■ **PROBLEM**: The output is the line holding "Can you find the tree" and all lines after it to the end of the records below; restate them unchanged and add nothing.

(Stored data entries)
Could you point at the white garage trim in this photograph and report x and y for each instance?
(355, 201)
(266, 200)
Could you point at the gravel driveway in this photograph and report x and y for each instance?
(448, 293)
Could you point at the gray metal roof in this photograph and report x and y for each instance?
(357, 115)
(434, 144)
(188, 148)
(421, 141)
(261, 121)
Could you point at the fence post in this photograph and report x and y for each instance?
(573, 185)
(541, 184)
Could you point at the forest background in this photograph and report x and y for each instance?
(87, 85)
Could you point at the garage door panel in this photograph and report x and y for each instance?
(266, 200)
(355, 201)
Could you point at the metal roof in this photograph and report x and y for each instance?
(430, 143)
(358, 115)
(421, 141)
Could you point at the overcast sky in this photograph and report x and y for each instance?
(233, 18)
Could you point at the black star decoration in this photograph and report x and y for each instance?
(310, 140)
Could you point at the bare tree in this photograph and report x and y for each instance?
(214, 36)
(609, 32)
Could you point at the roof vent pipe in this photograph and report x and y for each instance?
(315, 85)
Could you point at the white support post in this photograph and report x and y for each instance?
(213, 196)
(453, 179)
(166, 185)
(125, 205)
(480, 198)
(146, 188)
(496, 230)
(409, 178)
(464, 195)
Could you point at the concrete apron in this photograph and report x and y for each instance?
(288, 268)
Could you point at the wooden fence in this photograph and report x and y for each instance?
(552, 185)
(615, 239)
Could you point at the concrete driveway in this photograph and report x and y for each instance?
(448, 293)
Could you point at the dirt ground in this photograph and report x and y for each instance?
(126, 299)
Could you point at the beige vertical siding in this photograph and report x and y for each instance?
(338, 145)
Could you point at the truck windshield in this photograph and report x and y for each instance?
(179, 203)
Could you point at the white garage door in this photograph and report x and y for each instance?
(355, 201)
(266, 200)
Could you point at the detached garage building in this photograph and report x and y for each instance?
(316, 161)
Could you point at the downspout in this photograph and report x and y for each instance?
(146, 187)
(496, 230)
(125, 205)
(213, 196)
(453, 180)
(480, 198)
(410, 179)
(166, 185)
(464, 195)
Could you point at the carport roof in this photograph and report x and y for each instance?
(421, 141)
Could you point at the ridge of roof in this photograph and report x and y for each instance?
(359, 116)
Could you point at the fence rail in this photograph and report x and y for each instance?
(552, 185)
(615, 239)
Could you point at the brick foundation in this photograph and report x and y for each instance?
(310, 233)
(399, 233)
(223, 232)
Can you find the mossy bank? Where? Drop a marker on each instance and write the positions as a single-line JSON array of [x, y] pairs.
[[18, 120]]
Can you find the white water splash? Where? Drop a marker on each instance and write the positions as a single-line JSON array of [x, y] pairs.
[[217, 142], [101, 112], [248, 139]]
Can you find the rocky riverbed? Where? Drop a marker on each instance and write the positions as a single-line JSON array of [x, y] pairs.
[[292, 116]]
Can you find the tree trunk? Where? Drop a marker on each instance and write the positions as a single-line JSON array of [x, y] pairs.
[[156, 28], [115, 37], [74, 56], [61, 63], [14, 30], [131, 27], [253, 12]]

■ **RESULT OF THE TASK**:
Can you find the tree trunk? Where? Drop a marker on each instance and write the positions as a single-line JSON array of [x, y] pairs.
[[156, 28], [115, 37], [74, 56], [61, 63], [14, 30], [131, 27], [253, 12]]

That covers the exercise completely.